═════ Extrait du document ═════
C’est l’intégration dans le statut général d’un article fondant la participation des employeurs publics à la PSC (Protection Sociale Complémentaire) de leurs agents.

Reste à fixer les règles régissant le nouveau système d’aide à travers la publication d’un décret.

Celui-ci fait l’objet d’explications et de discussions entre la France et la Commission Européenne jusqu’au printemps 2007. Il est validé par le Conseil d’Etat à la mi-mai 2007 et reçoit l’aval de la Commission Européenne le 30 mai.

La nouvelle procédure relève dorénavant du décret 2007-1373 du 19 septembre 2007 paru au Journal Officiel du 21 septembre 2007.

Le texte prend en compte trois exigences essentielles de FO :

 Le couplage entre risques de santé et prévoyance
 L’encadrement de la solidarité notamment vers les retraités
 La prise en compte de l’effectivité des solidarités mises en oeuvre« intergénérationnelle, familiale et en fonction de la rémunération » (Art 9).

Avec ce décret l’Etat employeur, à travers ses différents ministères, peut participer au financement de la PSC de ses agents actifs et retraités en versant des aides à un ou plusieurs organismes (mutuelles – institutions de prévoyance – assurances) après une mise en concurrence préalable « respectant les obligations de transparence et de non discrimination ».
═════
§ À compléter:
a) Recopiez le passage de l'extrait du document qui commence à « Celui-ci fait l’objet » et se termine à « 21 septembre 2007. ».
b) D'après l'extrait du document, à quels types d'organismes l'État employeur peut-il verser des aides ? Citez-les tous.
c) Répondez aux questions suivantes à partir de l'extrait du document.
(i) Quel numéro porte le décret qui encadre la nouvelle procédure ?
(ii) Quelle instance valide le décret à la mi-mai 2007 ?
(iii) À quelle date la Commission européenne donne-t-elle son aval ?
═════ Enregistrements de données ═════
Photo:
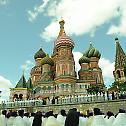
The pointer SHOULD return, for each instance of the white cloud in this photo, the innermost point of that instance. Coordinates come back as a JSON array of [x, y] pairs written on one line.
[[5, 86], [81, 16], [107, 70], [27, 65], [120, 29], [3, 2], [37, 10]]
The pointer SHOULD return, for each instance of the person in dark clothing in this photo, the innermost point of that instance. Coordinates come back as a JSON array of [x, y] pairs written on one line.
[[72, 118], [37, 121]]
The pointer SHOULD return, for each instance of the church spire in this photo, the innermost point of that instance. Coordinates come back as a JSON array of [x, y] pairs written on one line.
[[61, 22], [120, 55]]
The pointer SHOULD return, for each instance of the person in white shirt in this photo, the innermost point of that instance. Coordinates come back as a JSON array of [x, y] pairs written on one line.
[[31, 118], [120, 119], [26, 119], [19, 121], [3, 118], [10, 120]]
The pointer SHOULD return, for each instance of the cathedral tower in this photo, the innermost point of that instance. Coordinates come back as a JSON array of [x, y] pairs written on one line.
[[119, 63], [64, 63], [36, 71], [90, 71]]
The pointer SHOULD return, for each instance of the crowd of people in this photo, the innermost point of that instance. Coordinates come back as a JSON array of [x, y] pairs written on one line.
[[71, 118]]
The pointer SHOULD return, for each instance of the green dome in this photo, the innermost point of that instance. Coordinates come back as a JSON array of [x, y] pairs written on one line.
[[84, 59], [47, 60], [39, 54], [92, 52]]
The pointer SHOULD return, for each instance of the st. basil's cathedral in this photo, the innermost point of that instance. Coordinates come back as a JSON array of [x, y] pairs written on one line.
[[55, 76]]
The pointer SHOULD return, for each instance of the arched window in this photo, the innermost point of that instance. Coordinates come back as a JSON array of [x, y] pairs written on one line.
[[21, 96], [15, 97], [118, 74]]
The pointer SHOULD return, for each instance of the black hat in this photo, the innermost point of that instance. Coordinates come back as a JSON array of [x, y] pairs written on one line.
[[122, 111], [97, 111]]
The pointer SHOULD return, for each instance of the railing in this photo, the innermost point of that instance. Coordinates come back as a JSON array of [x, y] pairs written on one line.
[[66, 100]]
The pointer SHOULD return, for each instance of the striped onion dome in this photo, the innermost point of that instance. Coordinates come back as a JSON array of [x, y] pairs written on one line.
[[84, 59], [63, 39], [39, 54], [47, 60], [92, 52]]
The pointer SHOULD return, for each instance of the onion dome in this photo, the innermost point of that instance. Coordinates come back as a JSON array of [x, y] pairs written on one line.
[[47, 60], [92, 52], [29, 84], [63, 39], [39, 54], [84, 59], [21, 83]]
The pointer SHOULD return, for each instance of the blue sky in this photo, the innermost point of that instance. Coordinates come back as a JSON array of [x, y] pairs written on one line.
[[26, 25]]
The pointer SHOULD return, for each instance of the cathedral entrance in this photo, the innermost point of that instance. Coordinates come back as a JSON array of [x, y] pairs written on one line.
[[15, 98], [20, 97]]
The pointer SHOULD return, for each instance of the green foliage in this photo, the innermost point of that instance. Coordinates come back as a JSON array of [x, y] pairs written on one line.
[[125, 69], [120, 85], [95, 89]]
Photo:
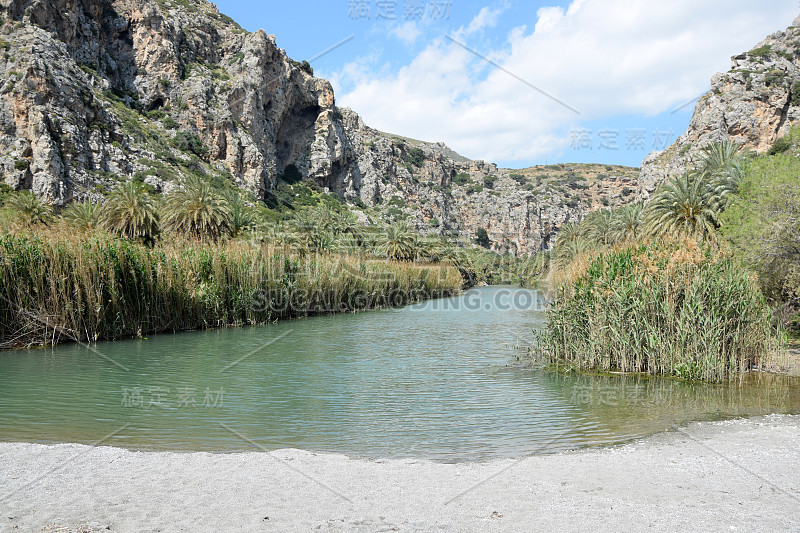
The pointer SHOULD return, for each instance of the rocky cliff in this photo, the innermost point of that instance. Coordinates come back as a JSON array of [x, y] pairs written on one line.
[[95, 92], [754, 103]]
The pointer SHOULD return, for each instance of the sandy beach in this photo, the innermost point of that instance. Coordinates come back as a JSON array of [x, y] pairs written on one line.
[[741, 475]]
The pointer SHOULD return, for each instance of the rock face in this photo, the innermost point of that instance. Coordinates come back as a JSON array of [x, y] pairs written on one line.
[[95, 92], [754, 103]]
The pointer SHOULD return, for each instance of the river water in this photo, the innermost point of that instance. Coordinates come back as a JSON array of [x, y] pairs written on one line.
[[440, 380]]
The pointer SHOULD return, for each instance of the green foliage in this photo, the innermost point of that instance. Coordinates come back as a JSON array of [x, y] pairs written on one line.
[[682, 206], [190, 143], [482, 238], [100, 287], [780, 145], [775, 77], [669, 308], [398, 243], [763, 226], [131, 212], [198, 210], [83, 216], [414, 157], [761, 51], [462, 178]]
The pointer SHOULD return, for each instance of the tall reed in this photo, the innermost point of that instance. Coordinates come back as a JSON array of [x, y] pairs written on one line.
[[56, 287], [668, 308]]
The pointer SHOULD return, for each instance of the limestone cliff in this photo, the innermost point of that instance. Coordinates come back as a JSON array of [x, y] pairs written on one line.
[[94, 92], [755, 102]]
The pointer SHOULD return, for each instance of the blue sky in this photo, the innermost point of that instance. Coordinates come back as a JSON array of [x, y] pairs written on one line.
[[519, 82]]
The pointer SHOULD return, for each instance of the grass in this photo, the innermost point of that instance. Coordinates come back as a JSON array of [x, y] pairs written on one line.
[[671, 308], [57, 287]]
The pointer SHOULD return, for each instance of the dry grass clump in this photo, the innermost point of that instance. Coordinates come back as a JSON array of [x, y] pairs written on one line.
[[672, 307], [55, 286]]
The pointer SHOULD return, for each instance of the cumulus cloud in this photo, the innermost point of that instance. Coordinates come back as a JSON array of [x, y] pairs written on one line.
[[408, 32], [604, 58]]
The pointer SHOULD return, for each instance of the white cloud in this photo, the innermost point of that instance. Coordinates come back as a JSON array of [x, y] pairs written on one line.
[[604, 58], [486, 18], [407, 32]]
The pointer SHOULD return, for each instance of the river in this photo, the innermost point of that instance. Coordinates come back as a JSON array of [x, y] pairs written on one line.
═════
§ Corrigé:
a)
Celui-ci fait l’objet d’explications et de discussions entre la France et la Commission Européenne jusqu’au printemps 2007. Il est validé par le Conseil d’Etat à la mi-mai 2007 et reçoit l’aval de la Commission Européenne le 30 mai.

La nouvelle procédure relève dorénavant du décret 2007-1373 du 19 septembre 2007 paru au Journal Officiel du 21 septembre 2007.

b)
Les mutuelles
Les institutions de prévoyance
Les assurances

c)
(i) 2007-1373
(ii) Le Conseil d'État
(iii) Le 30 mai (2007)